Given text ::

● ● ● ● ●

ADEM has an abrupt onset and a monophasic course. Symptoms usually begin 1–3 weeks after infection. Major symptoms include fever, headache, nausea and vomiting, confusion, vision impairment, drowsiness, seizures and coma. Although initially the symptoms are usually mild, they worsen rapidly over the course of hours to days, with the average time to maximum severity being about four and a half days. Additional symptoms include hemiparesis, paraparesis, and cranial nerve palsies.
No controlled clinical trials have been conducted on ADEM treatment, but aggressive treatment aimed at rapidly reducing inflammation of the CNS is standard. The widely accepted first-line treatment is high doses of intravenous corticosteroids, such as methylprednisolone or dexamethasone, followed by 3–6 weeks of gradually lower oral doses of prednisolone. Patients treated with methylprednisolone have shown better outcomes than those treated with dexamethasone. Oral tapers of less than three weeks duration show a higher chance of relapsing, and tend to show poorer outcomes. Other anti-inflammatory and immunosuppressive therapies have been reported to show beneficial effect, such as plasmapheresis, high doses of intravenous immunoglobulin (IVIg), mitoxantrone and cyclophosphamide. These are considered alternative therapies, used when corticosteroids cannot be used, or fail to show an effect.
There is some evidence to suggest that patients may respond to a combination of methylprednisolone and immunoglobulins if they fail to respond to either separately In a study of 16 children with ADEM, 10 recovered completely after high-dose methylprednisolone, one severe case that failed to respond to steroids recovered completely after IV Ig; the five most severe cases -with ADAM and severe peripheral neuropathy- were treated with combined high-dose methylprednisolone and immunoglobulin, two remained paraplegic, one had motor and cognitive handicaps, and two recovered. A recent review of IVIg treatment of ADEM (of which the previous study formed the bulk of the cases) found that 70% of children showed complete recovery after treatment with IVIg, or IVIg plus corticosteroids. A study of IVIg treatment in adults with ADEM showed that IVIg seems more effective in treating sensory and motor disturbances, while steroids seem more effective in treating impairments of cognition, consciousness and rigor. This same study found one subject, a 71-year-old man who had not responded to steroids, that responded to an IVIg treatment 58 days after disease onset.

● ● ● ● ●

Information shown ::
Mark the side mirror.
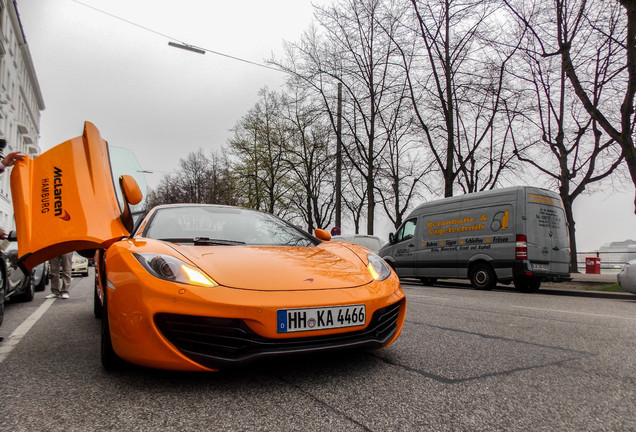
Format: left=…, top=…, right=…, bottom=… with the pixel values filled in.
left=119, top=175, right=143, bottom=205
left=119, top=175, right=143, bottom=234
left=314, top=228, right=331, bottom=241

● ● ● ● ●

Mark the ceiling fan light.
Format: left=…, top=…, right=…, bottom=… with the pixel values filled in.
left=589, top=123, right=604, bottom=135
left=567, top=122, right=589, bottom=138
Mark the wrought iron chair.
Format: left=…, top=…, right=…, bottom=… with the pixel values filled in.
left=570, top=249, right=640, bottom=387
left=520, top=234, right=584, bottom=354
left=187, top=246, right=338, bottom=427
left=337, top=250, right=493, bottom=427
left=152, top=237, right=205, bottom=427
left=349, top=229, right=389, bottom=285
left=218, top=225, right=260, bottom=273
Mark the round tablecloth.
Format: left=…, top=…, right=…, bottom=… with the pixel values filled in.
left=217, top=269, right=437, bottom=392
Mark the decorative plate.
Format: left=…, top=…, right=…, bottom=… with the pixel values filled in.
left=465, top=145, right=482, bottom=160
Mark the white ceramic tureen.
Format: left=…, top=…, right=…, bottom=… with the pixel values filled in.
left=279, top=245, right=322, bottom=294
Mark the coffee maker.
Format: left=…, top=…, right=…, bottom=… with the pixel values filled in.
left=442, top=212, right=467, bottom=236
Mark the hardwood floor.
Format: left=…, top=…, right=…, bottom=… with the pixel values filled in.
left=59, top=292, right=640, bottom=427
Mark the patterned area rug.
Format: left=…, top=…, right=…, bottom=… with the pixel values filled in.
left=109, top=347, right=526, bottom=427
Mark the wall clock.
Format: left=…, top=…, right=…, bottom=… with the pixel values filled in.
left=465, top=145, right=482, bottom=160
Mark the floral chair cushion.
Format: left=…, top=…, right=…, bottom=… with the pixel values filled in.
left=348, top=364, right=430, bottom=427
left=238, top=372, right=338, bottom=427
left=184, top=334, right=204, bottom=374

● ● ● ● ●

Work to complete ::
Answer these questions from the ADEM text:
(a) How long after infection do symptoms usually begin?
(b) Which corticosteroid has shown better outcomes, methylprednisolone or dexamethasone?
(c) How many days after disease onset did the 71-year-old man respond to IVIg treatment?

Exercise solution ::
(a) 1–3 weeks
(b) Methylprednisolone
(c) 58 days